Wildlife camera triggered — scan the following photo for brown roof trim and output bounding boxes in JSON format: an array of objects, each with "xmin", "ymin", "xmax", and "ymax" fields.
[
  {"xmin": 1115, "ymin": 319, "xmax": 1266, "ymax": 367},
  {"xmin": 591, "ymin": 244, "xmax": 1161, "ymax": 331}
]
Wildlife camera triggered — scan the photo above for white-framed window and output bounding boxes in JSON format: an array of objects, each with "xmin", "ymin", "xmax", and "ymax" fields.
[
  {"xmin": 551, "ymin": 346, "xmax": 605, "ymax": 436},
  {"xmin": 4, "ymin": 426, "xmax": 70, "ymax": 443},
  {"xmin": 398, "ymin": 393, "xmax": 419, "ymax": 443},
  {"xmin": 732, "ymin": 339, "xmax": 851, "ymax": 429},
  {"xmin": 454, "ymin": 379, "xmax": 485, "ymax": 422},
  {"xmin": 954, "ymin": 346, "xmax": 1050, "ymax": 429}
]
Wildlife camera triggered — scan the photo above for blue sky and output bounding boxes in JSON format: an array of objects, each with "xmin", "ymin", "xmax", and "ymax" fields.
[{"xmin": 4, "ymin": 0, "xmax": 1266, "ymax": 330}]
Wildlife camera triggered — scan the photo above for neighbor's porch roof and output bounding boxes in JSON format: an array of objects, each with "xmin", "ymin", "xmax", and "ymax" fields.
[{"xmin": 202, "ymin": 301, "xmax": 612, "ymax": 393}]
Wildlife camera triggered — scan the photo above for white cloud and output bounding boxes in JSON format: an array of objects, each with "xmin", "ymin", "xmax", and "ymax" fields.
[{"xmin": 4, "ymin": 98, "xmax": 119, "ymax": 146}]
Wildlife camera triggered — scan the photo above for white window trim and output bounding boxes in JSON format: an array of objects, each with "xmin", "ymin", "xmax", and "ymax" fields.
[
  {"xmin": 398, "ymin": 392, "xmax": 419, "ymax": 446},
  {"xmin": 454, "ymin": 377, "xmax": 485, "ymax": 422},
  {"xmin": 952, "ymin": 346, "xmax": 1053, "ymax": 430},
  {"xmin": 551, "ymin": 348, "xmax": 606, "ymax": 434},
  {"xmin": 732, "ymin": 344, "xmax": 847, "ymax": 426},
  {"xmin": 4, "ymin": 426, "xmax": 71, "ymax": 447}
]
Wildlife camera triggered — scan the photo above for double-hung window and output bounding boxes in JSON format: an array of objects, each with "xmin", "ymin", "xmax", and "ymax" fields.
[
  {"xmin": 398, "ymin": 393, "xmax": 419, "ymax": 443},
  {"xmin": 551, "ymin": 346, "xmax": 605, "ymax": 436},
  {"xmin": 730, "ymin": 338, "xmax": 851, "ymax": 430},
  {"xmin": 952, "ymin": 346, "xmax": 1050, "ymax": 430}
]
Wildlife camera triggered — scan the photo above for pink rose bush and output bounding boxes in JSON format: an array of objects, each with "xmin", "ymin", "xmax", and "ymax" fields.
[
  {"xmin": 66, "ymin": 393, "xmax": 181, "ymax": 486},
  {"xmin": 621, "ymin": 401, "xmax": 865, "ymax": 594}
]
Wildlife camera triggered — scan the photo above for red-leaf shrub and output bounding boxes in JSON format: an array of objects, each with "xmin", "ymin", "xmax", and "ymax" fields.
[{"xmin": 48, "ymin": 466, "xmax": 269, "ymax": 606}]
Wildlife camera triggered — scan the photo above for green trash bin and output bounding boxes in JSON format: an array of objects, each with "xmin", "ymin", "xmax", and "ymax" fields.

|---|

**Task statement**
Give again only the lines starting at the one that contains "Wildlife camera triggered — scan the photo above for double-hung" and running to the end of the data.

**Completed exercise**
Wildlife camera triggered — scan the photo above for double-hung window and output bounding boxes in JSON format: an array of objects, each with "xmin", "ymin", "xmax", and "ymax" fields.
[
  {"xmin": 398, "ymin": 393, "xmax": 419, "ymax": 443},
  {"xmin": 551, "ymin": 346, "xmax": 605, "ymax": 436},
  {"xmin": 730, "ymin": 338, "xmax": 851, "ymax": 430},
  {"xmin": 952, "ymin": 346, "xmax": 1050, "ymax": 430}
]
Wildlife camera triggered — scan the photo above for pink rose bush and output bounding boxes in JSON format: an array of objects, each with "xmin", "ymin", "xmax", and "ymax" fields.
[
  {"xmin": 66, "ymin": 393, "xmax": 181, "ymax": 486},
  {"xmin": 621, "ymin": 401, "xmax": 865, "ymax": 594}
]
Wildlife camera triggered — scan the photo above for red-leaf shrub and output bounding boxes in JSON format: an array of objects, each with "xmin", "ymin", "xmax", and "ymax" fields.
[{"xmin": 48, "ymin": 466, "xmax": 269, "ymax": 606}]
Wildlife camera triggered — scan the photo above for green trash bin and output bounding boxes in JSON format: an array of objects, each with "xmin", "ymin", "xmax", and "ymax" fields.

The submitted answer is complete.